[START Extracted records]

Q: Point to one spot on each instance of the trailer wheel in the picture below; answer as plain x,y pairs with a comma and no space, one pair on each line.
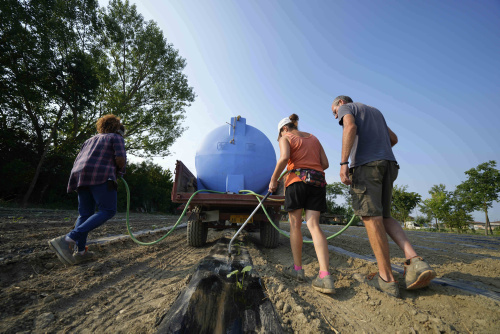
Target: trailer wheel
269,236
196,233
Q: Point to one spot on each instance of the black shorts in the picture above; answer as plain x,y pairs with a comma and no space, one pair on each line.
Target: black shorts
299,195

[END Extracted records]

- The exercise
Pictures are excluded; copy every other part of the records exactly.

- Answer to this exercise
Q: Point to one spot on each instance of the trailer wheel in the picture below; answer as plain x,y pairs with a comma and no space, one pair on each line.
Target: trailer wheel
269,236
196,233
Q: Point to one spot on each instance of the black shorts in the picture above; answer as plain x,y pairs with a comma and no space, one pair on each line.
Target: black shorts
299,195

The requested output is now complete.